Segmentation annotation records:
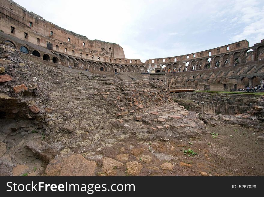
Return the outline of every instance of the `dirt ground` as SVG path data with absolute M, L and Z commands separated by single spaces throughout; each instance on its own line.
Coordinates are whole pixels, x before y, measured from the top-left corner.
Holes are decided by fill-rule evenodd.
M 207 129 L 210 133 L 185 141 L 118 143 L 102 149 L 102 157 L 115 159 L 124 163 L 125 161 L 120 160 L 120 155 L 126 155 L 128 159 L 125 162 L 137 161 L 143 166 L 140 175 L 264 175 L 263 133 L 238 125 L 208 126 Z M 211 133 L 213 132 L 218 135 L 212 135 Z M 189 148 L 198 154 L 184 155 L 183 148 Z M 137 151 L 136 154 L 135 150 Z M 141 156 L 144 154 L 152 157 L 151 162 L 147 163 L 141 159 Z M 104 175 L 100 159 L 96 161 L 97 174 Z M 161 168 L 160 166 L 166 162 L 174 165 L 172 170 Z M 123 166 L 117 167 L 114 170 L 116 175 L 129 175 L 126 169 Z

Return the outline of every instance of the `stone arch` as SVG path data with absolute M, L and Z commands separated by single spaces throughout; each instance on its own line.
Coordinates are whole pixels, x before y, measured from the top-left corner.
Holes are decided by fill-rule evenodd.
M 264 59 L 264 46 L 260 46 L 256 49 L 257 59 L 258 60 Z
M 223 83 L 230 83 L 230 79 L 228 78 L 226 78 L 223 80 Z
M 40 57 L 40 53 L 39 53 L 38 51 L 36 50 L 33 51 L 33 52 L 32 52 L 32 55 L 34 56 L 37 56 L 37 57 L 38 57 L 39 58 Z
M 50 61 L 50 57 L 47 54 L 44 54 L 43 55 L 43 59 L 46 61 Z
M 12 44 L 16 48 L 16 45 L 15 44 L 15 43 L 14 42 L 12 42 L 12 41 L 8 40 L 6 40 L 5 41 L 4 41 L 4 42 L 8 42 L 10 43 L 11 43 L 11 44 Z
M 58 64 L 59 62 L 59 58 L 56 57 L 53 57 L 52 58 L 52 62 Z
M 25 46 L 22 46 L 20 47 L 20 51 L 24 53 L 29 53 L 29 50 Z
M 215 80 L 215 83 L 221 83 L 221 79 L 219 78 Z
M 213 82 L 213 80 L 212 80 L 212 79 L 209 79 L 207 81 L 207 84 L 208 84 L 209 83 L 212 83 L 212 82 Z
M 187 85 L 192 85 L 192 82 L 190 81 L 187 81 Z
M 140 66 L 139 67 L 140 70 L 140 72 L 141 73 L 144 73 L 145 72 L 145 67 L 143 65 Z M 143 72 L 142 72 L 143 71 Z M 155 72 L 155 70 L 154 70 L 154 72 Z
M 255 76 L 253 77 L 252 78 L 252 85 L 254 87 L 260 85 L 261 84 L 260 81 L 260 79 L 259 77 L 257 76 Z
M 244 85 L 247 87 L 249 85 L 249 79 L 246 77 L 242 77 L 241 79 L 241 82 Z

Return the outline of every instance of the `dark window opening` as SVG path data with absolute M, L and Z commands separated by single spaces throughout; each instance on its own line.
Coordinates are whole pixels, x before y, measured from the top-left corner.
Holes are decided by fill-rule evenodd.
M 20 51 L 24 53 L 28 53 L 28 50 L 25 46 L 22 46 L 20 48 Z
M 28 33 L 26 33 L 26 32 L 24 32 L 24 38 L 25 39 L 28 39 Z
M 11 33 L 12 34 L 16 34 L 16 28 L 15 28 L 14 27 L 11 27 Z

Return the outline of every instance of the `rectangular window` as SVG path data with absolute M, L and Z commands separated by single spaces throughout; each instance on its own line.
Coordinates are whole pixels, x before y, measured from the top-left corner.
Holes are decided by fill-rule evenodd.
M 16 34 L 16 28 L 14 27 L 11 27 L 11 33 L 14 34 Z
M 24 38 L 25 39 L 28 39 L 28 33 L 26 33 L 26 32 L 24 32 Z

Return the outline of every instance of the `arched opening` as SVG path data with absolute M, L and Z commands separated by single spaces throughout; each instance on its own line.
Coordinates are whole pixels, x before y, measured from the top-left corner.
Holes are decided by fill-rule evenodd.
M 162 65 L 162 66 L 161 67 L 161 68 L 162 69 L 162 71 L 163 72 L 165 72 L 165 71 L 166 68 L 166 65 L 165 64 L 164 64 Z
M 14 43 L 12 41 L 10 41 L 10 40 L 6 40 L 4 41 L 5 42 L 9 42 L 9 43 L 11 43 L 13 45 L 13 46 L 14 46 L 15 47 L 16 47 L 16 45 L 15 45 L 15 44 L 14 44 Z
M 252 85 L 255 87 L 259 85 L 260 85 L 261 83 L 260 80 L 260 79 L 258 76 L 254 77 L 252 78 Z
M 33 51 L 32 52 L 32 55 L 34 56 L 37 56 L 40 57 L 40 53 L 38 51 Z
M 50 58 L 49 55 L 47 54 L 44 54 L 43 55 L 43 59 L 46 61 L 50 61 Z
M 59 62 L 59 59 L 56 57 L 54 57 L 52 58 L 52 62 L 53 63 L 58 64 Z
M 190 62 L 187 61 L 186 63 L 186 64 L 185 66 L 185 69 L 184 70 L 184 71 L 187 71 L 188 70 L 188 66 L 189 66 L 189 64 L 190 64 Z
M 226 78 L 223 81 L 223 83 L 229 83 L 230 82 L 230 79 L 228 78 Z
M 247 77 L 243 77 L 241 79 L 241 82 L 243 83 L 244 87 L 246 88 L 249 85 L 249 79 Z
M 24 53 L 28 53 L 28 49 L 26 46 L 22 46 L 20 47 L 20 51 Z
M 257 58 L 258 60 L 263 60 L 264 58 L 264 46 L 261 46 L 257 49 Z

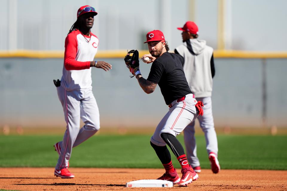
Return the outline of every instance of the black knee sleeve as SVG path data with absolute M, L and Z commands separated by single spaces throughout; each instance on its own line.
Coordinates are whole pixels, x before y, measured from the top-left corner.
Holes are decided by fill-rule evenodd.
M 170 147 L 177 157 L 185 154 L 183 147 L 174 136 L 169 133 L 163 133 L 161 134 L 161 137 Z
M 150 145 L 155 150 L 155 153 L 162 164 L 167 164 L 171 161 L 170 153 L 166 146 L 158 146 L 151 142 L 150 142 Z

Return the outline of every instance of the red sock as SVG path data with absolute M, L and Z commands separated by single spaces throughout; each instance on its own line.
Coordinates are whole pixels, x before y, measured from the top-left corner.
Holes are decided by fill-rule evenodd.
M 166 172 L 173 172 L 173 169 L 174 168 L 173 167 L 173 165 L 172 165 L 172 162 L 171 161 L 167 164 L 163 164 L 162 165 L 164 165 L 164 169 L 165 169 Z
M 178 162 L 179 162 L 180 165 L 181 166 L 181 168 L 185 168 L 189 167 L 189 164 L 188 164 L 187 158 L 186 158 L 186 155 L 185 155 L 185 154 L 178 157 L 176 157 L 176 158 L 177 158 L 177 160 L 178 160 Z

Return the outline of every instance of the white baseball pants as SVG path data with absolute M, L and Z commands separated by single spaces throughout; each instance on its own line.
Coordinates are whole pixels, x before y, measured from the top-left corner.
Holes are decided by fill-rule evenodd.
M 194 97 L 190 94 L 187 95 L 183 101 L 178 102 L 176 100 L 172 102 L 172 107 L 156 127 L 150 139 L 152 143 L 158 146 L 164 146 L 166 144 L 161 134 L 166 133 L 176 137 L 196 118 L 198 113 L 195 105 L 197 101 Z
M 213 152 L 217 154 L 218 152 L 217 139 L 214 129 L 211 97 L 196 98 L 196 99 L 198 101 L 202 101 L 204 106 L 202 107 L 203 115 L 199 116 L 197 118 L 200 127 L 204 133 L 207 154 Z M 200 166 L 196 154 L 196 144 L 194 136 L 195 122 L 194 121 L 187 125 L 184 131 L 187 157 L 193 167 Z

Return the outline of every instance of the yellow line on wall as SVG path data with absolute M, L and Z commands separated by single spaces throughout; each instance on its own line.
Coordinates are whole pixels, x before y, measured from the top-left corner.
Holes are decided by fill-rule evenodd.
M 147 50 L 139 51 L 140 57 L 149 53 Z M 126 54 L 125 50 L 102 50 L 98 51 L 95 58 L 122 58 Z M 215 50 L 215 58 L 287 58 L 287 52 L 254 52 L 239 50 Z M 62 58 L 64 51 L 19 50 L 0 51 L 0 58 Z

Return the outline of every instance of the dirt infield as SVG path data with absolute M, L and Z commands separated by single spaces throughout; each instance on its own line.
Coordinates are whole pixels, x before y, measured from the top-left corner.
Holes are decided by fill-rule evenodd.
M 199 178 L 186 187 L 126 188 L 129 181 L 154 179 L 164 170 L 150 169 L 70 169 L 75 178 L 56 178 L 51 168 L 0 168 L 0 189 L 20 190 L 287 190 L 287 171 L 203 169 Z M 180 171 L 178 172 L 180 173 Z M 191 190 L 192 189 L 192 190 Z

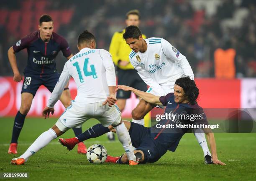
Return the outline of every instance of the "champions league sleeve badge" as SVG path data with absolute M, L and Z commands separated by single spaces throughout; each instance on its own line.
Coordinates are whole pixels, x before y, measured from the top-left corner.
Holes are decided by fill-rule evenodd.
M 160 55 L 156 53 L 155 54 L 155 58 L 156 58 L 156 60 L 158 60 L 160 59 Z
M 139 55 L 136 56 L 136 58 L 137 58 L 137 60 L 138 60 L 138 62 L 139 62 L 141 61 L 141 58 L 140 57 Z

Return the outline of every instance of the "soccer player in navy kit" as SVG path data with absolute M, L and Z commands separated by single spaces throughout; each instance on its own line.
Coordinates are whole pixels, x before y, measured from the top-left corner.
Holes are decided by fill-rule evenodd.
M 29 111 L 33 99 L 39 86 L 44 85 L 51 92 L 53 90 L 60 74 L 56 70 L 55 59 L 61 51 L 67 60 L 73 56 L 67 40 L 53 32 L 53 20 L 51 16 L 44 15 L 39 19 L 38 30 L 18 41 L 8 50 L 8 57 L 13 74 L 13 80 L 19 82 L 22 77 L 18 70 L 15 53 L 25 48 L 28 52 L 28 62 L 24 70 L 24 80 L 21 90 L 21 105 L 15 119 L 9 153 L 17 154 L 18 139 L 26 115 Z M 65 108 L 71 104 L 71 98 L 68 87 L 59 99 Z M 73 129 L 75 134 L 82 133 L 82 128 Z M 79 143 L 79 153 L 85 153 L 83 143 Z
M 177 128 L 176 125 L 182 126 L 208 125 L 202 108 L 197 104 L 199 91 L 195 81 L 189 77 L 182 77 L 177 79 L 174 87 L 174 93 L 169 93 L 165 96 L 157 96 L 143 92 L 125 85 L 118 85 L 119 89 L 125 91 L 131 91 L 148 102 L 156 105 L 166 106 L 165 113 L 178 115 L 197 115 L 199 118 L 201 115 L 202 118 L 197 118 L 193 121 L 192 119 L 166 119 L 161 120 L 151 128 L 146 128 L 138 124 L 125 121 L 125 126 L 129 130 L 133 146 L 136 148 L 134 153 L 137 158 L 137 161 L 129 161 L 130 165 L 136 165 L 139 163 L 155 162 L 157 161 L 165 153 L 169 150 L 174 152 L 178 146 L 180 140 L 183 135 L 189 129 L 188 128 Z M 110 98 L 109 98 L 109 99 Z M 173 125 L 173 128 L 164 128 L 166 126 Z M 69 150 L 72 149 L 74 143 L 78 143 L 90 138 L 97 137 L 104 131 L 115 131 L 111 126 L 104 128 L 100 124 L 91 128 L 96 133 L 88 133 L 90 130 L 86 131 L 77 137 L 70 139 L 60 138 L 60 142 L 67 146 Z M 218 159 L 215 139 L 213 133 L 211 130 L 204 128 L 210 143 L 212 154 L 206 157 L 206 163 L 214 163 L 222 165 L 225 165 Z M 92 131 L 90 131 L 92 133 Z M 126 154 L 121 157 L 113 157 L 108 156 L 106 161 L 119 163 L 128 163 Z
* * *
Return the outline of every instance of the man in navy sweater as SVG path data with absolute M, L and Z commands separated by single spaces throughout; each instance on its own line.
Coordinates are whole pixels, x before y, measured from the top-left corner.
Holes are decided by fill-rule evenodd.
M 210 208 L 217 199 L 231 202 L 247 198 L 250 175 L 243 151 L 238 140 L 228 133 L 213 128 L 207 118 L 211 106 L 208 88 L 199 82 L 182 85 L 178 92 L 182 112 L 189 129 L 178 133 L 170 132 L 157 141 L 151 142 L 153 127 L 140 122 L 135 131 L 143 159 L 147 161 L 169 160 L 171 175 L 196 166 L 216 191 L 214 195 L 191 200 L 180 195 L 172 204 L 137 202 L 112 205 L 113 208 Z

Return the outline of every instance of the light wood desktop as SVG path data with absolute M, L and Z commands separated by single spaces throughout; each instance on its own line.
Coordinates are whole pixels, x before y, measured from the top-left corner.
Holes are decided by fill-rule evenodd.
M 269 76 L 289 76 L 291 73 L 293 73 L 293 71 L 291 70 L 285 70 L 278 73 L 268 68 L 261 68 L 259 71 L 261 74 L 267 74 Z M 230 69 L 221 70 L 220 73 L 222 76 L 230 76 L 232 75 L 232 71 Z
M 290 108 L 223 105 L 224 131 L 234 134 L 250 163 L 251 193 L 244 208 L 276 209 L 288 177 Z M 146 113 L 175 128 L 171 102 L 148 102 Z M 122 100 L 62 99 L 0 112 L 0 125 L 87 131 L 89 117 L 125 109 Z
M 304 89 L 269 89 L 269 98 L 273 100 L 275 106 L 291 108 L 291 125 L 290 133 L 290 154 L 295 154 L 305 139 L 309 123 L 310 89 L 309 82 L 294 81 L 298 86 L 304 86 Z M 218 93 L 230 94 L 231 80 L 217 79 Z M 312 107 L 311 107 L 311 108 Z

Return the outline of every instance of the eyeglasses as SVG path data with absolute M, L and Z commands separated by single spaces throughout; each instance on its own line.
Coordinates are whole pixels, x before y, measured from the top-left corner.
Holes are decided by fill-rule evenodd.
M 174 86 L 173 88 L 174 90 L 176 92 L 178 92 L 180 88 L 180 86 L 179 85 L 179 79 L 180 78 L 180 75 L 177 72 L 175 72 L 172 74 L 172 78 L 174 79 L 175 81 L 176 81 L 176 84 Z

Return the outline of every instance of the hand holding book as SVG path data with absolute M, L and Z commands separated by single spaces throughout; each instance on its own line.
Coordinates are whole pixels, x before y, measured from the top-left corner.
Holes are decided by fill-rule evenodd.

▶ Given instruction
Convert the part of the listing from the line containing "Return the outline of every instance of the red" through the line containing "M 213 152 L", both included, into a JSON list of strings with one string per line and blank lines omitted. Include nothing outside that span.

▶ Response to this exercise
[
  "Return the outline of every instance of the red sock as SVG path data with absolute M, L and Z commands separated by single spaces throughout; each instance on its own line.",
  "Coordinates are whole pixels, x before y, measured from the top-left corner.",
  "Holes are decided by fill-rule evenodd.",
  "M 166 172 L 173 172 L 173 169 L 174 168 L 173 167 L 173 165 L 172 165 L 172 162 L 171 161 L 167 164 L 163 164 L 162 165 L 164 165 L 164 169 L 165 169 Z",
  "M 178 162 L 179 162 L 180 165 L 181 166 L 181 168 L 185 168 L 189 167 L 189 164 L 188 164 L 187 158 L 186 158 L 186 155 L 185 155 L 185 154 L 178 157 L 176 157 L 176 158 L 177 158 L 177 160 L 178 160 Z",
  "Return the outline of every instance of the white baseball pants as SVG path data with absolute M, L and Z commands separated by single spaces throughout; each instance on its own line.",
  "Coordinates are whole pixels, x before y, measured from the top-left corner.",
  "Holes are decided by fill-rule evenodd.",
  "M 194 97 L 190 94 L 187 95 L 183 101 L 178 102 L 176 100 L 172 102 L 172 107 L 156 127 L 150 139 L 152 143 L 158 146 L 164 146 L 166 144 L 161 134 L 166 133 L 176 137 L 196 118 L 198 113 L 195 105 L 197 101 Z",
  "M 213 152 L 217 154 L 218 152 L 217 139 L 214 129 L 211 97 L 196 98 L 196 99 L 198 101 L 202 101 L 204 106 L 202 107 L 203 115 L 199 116 L 197 118 L 200 127 L 204 133 L 207 154 Z M 200 166 L 196 154 L 196 144 L 194 136 L 195 122 L 194 121 L 187 125 L 184 131 L 187 157 L 193 167 Z"
]